:: TASK DETAILS ::
Render every line of the listing below as a Markdown table with two columns, No. and Text. Put a running row number in No. and the line itself in Text, and skip any blank lines.

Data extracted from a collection
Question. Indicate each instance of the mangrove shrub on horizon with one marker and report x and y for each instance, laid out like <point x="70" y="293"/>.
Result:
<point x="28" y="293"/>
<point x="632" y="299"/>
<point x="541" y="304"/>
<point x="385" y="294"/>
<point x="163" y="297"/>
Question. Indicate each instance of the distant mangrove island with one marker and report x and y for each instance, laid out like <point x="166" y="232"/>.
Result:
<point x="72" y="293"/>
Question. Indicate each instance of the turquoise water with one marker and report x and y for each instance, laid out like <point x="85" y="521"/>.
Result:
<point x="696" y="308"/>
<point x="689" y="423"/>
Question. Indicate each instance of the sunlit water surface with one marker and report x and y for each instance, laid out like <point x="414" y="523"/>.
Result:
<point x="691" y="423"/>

:: ANSWER FOR THIS EXERCISE ::
| No. | Text |
|---|---|
| 1 | Question. Indicate each instance of the mangrove shrub on horizon with one marker and report x and y for each instance, laid out like <point x="70" y="293"/>. |
| 2 | Result: |
| 3 | <point x="28" y="293"/> |
| 4 | <point x="632" y="299"/> |
| 5 | <point x="541" y="304"/> |
| 6 | <point x="385" y="294"/> |
| 7 | <point x="163" y="297"/> |
| 8 | Question. Indicate each instance of the distant mangrove island with one marker and report x and y for each instance, laid out like <point x="166" y="232"/>. |
| 9 | Result: |
| 10 | <point x="72" y="293"/> |
| 11 | Question. Indicate each instance of the turquoise water with one marker and report x and y for each instance, laid out like <point x="85" y="521"/>. |
| 12 | Result: |
| 13 | <point x="696" y="308"/> |
| 14 | <point x="689" y="423"/> |
| 15 | Question. Indicate each instance of the sunlit water surface with one marker and report x and y for each instance, laid out like <point x="414" y="523"/>. |
| 16 | Result: |
| 17 | <point x="691" y="423"/> |